My Journey to Levenshtein Algorithm

Have you ever wondered how similar two words are? How many changes do you need to make to turn one word into another? For example, how many letters do you need to swap to turn “Sowrd” into “Sword”? That’s the question that the Levenshtein Distance can answer.

The Levenshtein Distance is a way of comparing how similar two words are. It counts how many changes you need to make to one word to get the other word. For example, to change “Male” to “Mace”, you only need to change one letter, so the Levenshtein Distance is 1. To change “Sowrd” to “Sword”, you need to change two letters, so the Levenshtein Distance is 2. This algorithm was invented by a Russian scientist named Vladimir Levenshtein. The Weapons store we were building is part of a game that is aimed for 9–15-year-olds, so I had to make sure that the search function was robust and user-friendly. This meant that I had to handle cases where the users would misspell or omit letters in the words they were looking for. At first, I tried to simply match the input string with the weapon names in the store, but this approach was too rigid and failed to account for the variations in spelling. I realized that I needed a more sophisticated way to measure the similarity between two strings, and that’s when I discovered the Fuzzy Search and the Levenshtein Distance algorithm.

◆ The data
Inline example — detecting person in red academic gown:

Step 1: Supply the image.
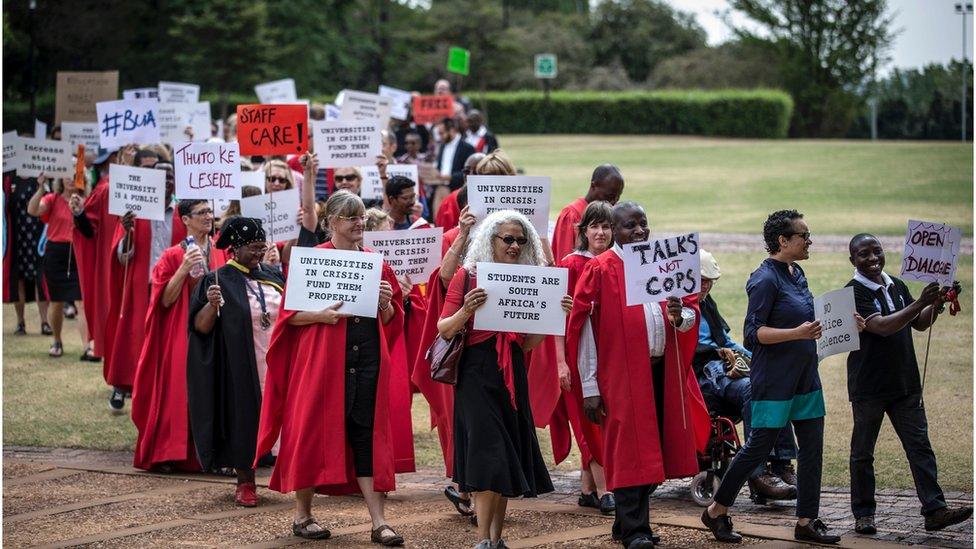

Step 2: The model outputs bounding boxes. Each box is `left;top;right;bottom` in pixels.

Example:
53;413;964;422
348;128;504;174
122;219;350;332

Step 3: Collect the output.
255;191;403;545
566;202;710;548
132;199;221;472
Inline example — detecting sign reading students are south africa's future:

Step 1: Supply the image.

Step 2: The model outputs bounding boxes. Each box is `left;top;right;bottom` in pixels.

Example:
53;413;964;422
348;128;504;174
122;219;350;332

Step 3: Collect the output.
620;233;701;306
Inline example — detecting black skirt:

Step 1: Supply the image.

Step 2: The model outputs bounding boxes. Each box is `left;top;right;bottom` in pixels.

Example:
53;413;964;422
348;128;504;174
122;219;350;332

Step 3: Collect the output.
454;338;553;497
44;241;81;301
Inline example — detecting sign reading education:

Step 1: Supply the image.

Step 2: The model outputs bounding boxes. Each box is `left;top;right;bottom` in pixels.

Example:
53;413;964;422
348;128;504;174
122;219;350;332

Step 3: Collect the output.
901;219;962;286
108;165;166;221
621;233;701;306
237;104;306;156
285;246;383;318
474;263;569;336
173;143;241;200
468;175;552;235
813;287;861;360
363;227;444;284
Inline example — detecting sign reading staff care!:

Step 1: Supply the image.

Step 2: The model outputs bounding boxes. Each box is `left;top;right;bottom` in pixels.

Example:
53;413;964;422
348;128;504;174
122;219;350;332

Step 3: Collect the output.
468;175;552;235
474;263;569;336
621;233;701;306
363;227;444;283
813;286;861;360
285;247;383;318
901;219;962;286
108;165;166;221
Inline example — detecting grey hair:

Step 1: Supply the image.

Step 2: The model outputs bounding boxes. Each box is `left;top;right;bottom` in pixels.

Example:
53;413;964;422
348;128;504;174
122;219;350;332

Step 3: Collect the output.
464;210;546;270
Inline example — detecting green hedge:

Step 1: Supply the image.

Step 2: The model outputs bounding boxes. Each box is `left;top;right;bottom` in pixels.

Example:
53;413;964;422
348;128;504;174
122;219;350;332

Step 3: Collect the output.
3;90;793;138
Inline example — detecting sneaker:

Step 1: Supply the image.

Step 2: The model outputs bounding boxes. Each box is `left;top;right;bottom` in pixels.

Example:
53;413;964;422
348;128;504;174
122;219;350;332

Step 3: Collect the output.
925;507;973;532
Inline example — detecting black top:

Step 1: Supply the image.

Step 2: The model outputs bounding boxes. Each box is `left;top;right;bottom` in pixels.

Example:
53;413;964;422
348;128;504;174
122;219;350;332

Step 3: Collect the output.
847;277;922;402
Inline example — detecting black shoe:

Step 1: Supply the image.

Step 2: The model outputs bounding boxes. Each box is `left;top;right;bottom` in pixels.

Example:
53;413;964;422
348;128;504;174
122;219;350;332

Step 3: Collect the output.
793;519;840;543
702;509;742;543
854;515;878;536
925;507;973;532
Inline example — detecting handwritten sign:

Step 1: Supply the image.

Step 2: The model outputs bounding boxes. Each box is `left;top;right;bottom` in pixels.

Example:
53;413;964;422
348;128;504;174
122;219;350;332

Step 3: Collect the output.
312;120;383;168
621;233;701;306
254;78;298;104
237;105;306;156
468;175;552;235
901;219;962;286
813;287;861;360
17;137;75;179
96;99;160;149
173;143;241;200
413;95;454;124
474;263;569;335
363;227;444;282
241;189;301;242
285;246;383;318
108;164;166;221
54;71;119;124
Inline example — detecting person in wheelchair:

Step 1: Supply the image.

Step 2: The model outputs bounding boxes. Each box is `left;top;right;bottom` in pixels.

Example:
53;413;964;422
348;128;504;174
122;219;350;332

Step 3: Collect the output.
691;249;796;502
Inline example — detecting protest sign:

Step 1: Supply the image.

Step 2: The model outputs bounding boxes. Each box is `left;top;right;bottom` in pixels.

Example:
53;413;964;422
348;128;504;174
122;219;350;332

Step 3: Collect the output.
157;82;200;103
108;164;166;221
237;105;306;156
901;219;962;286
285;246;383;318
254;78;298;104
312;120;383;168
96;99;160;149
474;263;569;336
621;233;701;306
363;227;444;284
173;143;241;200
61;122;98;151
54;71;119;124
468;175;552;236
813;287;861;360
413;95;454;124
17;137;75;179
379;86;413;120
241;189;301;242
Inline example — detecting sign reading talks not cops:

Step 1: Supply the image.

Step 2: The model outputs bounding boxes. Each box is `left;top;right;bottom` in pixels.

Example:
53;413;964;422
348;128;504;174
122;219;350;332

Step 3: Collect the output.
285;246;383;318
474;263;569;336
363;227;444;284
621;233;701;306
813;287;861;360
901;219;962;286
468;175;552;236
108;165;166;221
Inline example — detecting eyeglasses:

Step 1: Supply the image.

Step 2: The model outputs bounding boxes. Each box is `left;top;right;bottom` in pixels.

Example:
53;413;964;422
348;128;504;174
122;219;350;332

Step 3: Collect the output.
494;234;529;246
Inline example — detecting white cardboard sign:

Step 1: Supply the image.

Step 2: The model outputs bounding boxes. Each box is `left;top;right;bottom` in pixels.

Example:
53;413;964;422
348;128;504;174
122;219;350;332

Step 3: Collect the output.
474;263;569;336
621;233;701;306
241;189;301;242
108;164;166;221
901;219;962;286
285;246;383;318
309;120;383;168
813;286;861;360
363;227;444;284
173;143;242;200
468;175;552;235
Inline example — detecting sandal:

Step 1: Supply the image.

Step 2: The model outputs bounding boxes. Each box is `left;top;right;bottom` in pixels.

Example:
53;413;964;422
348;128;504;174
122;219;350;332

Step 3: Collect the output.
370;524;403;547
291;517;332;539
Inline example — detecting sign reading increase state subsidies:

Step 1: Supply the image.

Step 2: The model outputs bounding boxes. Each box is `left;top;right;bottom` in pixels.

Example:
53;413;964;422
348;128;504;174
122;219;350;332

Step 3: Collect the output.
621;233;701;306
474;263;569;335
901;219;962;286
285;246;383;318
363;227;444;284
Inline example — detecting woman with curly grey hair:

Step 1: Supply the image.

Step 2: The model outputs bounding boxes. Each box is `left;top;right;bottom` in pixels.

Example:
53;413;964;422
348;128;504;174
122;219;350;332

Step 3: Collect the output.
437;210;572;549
---
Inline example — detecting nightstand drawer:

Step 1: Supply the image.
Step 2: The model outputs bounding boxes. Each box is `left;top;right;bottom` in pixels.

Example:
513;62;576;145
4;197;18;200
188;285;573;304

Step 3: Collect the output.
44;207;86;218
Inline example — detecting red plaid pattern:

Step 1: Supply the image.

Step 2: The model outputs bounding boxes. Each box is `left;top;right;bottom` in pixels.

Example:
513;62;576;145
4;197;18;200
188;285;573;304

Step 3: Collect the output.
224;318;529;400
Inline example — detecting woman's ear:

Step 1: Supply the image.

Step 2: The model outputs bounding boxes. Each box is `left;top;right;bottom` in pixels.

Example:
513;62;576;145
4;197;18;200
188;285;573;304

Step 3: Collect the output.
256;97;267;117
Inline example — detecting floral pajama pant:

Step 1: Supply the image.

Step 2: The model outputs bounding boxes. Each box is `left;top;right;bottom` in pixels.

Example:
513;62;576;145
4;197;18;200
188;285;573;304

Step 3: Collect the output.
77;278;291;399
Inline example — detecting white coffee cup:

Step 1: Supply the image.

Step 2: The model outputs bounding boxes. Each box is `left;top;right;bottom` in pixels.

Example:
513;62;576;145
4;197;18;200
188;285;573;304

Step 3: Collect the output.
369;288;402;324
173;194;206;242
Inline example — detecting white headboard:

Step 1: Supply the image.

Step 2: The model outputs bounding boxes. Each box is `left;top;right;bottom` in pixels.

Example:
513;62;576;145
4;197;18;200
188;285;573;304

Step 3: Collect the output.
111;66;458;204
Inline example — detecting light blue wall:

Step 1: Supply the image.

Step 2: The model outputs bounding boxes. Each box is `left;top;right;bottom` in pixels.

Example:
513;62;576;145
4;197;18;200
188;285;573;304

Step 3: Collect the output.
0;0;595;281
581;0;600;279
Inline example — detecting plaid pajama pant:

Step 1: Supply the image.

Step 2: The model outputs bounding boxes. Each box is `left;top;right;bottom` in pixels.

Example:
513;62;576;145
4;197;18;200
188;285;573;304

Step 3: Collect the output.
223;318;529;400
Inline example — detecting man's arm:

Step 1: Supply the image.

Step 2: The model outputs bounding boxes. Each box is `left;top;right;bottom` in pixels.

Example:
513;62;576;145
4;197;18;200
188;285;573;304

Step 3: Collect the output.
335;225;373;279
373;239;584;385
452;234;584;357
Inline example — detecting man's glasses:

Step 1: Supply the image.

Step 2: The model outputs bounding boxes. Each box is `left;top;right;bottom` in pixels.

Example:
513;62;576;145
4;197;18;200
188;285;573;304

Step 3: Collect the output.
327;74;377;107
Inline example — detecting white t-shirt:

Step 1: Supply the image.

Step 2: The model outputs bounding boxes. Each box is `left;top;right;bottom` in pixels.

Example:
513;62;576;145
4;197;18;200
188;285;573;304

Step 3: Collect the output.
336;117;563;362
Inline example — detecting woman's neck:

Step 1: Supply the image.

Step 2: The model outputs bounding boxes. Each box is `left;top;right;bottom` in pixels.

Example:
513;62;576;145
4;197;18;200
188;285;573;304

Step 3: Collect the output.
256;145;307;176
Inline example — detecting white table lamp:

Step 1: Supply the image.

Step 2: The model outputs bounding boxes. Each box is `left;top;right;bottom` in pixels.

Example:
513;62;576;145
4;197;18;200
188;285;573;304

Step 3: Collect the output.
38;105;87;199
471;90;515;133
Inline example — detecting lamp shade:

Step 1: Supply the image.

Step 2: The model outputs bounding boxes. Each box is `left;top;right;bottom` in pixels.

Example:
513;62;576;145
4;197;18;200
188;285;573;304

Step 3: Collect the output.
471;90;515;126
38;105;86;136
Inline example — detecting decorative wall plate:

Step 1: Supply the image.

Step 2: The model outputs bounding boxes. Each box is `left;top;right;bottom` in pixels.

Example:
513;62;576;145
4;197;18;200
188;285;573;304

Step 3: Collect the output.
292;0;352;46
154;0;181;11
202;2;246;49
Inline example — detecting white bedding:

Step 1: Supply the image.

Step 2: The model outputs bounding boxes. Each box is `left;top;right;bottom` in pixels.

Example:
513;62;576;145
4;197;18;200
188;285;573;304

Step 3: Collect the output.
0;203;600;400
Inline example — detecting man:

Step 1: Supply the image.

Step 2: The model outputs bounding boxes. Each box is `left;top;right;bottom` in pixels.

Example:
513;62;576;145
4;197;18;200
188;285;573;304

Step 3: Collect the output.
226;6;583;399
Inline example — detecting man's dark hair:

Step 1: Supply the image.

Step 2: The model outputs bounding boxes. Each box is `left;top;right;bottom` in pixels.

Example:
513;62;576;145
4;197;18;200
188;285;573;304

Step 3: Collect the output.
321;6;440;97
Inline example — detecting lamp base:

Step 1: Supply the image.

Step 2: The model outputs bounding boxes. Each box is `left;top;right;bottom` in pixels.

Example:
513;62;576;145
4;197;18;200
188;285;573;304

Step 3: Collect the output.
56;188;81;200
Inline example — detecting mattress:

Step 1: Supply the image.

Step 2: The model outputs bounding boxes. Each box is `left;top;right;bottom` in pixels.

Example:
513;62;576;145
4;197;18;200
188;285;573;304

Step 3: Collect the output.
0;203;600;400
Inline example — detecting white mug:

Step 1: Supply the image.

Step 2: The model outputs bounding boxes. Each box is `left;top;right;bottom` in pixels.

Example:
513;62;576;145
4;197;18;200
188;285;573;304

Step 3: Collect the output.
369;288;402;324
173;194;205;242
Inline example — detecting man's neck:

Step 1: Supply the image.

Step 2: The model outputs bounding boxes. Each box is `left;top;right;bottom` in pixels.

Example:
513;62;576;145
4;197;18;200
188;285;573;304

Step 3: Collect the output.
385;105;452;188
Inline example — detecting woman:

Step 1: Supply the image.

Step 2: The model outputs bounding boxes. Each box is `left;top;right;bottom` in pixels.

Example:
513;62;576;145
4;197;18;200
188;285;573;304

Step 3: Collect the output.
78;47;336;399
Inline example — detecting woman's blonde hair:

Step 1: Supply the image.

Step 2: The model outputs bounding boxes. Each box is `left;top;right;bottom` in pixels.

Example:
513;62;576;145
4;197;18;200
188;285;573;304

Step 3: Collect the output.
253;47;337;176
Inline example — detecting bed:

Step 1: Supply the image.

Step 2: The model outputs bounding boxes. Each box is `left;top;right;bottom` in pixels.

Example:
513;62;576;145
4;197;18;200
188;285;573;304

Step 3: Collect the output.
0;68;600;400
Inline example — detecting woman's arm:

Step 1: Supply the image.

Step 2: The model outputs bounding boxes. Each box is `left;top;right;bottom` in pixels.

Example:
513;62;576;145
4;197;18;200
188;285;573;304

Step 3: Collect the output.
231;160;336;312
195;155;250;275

◆ Task list
a) Reproduce the part of the Levenshtein article that begins at the words "My Journey to" and stops after "Distance can answer.".
b) Add 124 to every number in the answer coordinates of the listing, covering only the span that begins at the line with "Inline example — detecting plaid" and stops after the line with "223;318;529;400". Write out every line of that span, leaving everything but those answer numbers unchanged.

◆ Solutions to the problems
a)
My Journey to Levenshtein Algorithm

Have you ever wondered how similar two words are? How many changes do you need to make to turn one word into another? For example, how many letters do you need to swap to turn “Sowrd” into “Sword”? That’s the question that the Levenshtein Distance can answer.

b)
Inline example — detecting plaid pajama pant:

Step 1: Supply the image.

Step 2: The model outputs bounding boxes. Each box is `left;top;right;bottom` in pixels.

Example:
513;62;576;145
4;197;18;200
188;285;573;304

Step 3: Collect the output.
347;442;653;524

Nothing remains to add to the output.